-- BEGIN PASSAGE TO READ --

Can you undef AI_ADDRCONFIG and re-define it as zero for your build on this platform ?

Jeremy.
Comment 2 Andrei Remenchuk 2010-05-04 18:01:48 UTC
This does seem to be a platform problem. I #undefed AI_ADDRCONFIG in lib/replace/system/network.h and that helped. 

This same problem also was reported for at least two other platforms - QNX (https://bugzilla.samba.org/show_bug.cgi?id=6630) and AIX (https://bugzilla.samba.org/show_bug.cgi?id=5910). 

This is already fixed for QNX in lib/replace/system/network.h. That particular fix relies on OS-specific macros, however Linkstation environment can't be identified that way.

Perhaps conf test to determine if AI_ADDRCONFIG actually works would be a better solution for this and for 5910. 



Comment 3 Volker Lendecke 2010-05-10 06:58:13 UTC
Reducing severity from blocker to critical. Yes, this does block you, but I think we should not block a whole release that works fine for many platforms due to problems on a niche system.

-- END PASSAGE TO READ --

WRITTEN PROBLEM A: Collect every line of the records that contains the string "shirt", treating uppercase and lowercase letters as distinct.
WRITTEN PROBLEM B: Extend the bug-report discussion about AI_ADDRCONFIG by writing what comes after its final comment.
The bug-report discussion above has no connection to the records that follow.

-- BEGIN RECORD EXCERPTS --

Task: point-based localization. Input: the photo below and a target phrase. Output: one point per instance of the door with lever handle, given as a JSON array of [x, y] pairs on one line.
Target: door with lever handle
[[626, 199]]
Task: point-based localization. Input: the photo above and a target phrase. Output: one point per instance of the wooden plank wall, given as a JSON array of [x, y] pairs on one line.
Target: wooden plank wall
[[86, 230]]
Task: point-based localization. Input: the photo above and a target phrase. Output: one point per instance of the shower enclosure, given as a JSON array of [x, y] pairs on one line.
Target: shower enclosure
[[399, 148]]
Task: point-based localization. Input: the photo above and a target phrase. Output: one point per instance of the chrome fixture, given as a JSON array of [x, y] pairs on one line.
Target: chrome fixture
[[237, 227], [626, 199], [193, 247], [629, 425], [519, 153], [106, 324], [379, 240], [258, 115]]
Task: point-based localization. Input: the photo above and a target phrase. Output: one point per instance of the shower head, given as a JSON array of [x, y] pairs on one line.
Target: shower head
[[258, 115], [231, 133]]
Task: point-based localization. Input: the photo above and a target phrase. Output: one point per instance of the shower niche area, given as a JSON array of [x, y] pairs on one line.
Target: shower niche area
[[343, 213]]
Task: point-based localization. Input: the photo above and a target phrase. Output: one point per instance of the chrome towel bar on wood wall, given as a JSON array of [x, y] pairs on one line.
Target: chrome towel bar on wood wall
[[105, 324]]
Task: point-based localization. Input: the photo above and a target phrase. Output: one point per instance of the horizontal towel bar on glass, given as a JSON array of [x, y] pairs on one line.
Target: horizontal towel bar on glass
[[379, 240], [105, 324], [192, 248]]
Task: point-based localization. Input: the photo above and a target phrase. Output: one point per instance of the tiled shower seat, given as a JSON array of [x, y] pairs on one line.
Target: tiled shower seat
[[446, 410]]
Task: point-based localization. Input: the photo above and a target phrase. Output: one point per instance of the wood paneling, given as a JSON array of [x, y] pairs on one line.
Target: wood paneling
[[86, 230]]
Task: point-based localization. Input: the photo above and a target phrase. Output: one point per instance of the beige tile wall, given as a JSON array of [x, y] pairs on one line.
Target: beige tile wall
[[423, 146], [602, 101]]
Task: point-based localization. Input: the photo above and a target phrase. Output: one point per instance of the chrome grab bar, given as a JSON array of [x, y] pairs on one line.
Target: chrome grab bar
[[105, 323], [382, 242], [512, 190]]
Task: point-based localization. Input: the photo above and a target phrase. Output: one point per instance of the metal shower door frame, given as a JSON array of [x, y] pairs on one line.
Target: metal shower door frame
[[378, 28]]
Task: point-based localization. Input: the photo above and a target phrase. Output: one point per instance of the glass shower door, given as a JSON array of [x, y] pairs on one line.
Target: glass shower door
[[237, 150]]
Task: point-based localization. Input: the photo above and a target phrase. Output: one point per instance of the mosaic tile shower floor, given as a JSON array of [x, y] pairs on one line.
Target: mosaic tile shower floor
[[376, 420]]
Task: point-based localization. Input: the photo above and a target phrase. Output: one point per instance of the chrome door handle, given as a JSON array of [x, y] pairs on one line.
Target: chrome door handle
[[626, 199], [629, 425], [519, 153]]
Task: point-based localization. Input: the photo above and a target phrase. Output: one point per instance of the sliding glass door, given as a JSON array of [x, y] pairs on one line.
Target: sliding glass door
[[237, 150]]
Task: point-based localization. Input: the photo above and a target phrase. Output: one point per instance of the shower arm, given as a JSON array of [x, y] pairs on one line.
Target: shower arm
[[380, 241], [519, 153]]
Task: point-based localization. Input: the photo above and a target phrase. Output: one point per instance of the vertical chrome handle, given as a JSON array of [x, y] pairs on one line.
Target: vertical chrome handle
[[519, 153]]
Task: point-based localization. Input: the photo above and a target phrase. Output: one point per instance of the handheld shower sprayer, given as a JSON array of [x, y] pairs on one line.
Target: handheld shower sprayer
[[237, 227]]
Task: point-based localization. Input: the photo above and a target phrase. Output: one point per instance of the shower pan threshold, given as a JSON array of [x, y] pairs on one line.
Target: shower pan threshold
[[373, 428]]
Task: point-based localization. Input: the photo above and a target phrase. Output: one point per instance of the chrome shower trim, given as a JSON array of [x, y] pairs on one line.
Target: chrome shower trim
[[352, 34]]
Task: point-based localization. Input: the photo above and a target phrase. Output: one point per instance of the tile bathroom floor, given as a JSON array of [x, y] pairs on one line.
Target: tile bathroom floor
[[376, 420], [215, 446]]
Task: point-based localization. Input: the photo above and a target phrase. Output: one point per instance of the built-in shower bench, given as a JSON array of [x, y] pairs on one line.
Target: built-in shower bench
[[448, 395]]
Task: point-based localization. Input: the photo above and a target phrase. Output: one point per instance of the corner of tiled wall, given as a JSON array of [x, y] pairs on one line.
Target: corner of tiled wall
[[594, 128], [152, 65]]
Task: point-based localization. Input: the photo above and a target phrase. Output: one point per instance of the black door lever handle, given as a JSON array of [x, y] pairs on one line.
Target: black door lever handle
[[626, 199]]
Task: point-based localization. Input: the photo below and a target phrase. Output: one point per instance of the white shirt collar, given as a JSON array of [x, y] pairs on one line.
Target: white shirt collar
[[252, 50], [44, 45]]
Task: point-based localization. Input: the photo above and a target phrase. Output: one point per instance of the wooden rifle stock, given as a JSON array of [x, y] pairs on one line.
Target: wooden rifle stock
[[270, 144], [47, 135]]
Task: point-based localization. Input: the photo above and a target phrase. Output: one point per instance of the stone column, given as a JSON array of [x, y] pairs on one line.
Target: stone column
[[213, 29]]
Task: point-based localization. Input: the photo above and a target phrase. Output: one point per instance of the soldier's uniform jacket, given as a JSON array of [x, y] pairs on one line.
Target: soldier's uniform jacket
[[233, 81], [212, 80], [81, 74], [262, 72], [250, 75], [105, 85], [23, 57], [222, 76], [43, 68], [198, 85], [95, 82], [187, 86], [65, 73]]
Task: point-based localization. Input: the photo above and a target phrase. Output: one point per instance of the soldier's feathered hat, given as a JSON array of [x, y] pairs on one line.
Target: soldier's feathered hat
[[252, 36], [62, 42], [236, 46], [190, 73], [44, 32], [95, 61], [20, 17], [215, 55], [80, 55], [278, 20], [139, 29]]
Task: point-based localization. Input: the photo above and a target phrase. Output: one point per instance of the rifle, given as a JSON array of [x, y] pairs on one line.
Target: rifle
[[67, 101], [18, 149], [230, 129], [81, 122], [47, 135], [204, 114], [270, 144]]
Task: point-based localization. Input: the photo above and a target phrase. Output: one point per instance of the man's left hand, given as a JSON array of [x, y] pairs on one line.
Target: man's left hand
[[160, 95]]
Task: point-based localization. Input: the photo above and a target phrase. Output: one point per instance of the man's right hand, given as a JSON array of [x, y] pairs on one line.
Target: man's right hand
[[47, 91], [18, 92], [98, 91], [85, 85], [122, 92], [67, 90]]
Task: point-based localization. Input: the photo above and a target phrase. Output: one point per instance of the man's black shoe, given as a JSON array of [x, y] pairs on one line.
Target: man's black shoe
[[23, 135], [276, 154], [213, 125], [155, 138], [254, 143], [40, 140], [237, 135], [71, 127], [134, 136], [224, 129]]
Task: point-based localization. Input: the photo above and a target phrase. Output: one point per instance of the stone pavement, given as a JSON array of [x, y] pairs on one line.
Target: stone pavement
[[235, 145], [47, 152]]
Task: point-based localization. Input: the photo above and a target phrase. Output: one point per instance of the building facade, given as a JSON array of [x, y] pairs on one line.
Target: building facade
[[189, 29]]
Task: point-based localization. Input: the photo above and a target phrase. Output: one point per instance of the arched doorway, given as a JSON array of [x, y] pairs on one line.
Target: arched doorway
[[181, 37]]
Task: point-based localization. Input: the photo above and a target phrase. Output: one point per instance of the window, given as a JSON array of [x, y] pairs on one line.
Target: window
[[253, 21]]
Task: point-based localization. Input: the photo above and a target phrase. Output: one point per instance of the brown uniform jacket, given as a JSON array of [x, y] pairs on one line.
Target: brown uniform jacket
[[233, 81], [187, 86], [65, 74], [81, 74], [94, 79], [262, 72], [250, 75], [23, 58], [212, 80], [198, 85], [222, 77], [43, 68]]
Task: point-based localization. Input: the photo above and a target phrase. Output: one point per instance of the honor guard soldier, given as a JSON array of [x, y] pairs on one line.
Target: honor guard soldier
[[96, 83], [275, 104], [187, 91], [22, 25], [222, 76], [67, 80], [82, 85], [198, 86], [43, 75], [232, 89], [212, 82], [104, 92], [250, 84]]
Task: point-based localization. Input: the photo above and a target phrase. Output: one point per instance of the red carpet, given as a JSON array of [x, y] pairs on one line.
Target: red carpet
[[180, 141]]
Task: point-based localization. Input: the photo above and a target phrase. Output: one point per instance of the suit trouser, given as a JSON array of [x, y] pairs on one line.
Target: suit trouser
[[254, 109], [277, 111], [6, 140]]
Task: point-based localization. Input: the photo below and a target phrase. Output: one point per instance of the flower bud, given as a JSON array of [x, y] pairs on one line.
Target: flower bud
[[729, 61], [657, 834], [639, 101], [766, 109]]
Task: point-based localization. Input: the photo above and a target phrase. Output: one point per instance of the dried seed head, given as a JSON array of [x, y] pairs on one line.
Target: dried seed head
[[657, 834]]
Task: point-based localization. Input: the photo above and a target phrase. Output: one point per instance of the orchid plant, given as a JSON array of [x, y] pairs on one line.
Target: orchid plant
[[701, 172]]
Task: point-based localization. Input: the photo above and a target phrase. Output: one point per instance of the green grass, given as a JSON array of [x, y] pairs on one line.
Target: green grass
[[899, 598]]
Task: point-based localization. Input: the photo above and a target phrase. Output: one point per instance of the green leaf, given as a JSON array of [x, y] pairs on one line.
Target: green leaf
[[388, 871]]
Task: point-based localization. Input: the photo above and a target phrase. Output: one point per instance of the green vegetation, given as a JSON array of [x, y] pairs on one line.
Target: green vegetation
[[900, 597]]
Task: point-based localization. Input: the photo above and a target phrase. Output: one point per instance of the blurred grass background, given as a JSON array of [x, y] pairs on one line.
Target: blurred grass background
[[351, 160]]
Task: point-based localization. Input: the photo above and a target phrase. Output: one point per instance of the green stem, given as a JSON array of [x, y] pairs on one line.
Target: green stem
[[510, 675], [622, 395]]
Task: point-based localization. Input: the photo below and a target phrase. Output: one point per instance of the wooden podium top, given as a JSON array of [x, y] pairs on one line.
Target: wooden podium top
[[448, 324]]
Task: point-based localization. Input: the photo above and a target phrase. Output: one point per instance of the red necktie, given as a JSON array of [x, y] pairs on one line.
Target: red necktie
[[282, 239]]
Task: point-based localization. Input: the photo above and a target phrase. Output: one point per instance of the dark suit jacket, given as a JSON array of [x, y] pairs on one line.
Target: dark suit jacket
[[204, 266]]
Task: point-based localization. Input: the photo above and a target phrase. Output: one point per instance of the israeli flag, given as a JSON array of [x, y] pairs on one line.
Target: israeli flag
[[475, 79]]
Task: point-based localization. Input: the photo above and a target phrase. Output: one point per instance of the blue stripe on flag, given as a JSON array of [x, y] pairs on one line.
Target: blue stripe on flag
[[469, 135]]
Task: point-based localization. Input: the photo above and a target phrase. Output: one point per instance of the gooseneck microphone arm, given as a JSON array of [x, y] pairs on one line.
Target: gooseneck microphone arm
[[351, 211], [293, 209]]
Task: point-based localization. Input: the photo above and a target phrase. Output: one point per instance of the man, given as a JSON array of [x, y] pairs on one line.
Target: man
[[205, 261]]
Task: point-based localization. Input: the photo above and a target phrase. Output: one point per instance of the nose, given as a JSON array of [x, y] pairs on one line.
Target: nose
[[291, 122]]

-- END RECORD EXCERPTS --

EXERCISE OUTPUT A:
Task: point-based localization. Input: the photo below and a target phrase. Output: one point per instance of the white shirt collar, given as a JSON array of [x, y] pairs on one line.
Target: white shirt collar

EXERCISE OUTPUT B:
We need to follow up on this though soon.

Sorry,

Volker
Comment 4 Kai Blin 2010-05-10 07:02:17 UTC
It would be interesting to see if this is a generic problem of Linux 2.4, or at least of Linux 2.4 on PPC. I wonder if it can be reproduced under an emulator (don't have a PPC system around to play with)
Comment 5 Volker Lendecke 2010-05-10 07:52:43 UTC
Generic 2.4 should be pretty easy to test.

Kai, what about that you confirm this is / is not a generic 2.4 problem? :-)

Volker
Comment 6 Kai Blin 2010-05-10 09:13:11 UTC
Seems to work on a Debian Sarge install on x86 with a 2.4.27 kernel.
Comment 7 Volker Lendecke 2010-11-04 12:37:04 UTC
Fixed with 6e7bcaa8 in v3-6-test.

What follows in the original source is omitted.